[START]
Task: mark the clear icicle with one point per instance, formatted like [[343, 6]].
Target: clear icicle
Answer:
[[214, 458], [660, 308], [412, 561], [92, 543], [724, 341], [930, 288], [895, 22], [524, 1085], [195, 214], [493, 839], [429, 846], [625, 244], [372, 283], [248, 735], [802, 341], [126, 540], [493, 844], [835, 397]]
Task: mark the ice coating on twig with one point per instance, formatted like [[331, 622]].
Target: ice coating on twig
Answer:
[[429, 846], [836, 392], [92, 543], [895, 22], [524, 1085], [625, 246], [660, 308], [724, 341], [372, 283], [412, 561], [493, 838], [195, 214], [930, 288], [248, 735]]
[END]
▸ Stated task: Rewrite all of the rows above, replacing "one point per instance" with "a single point per instance" and leaving everything else unchanged.

▸ Exercise solution:
Task: mark the clear icicle with a single point per instance, formatted like [[343, 6]].
Target: clear icicle
Answer:
[[214, 458], [660, 308], [412, 561], [92, 543], [724, 341], [930, 288], [895, 22], [524, 1085], [195, 214], [493, 839], [429, 846], [625, 244], [372, 283], [248, 735], [802, 341], [126, 540], [493, 844], [835, 397]]
Task: mark the ice coating on twig with a single point per instance, formatted like [[331, 622]].
Target: ice coating on twig
Answer:
[[429, 846], [836, 392], [92, 543], [895, 22], [524, 1085], [625, 246], [660, 308], [724, 341], [372, 283], [412, 561], [493, 838], [195, 214], [930, 288], [248, 735]]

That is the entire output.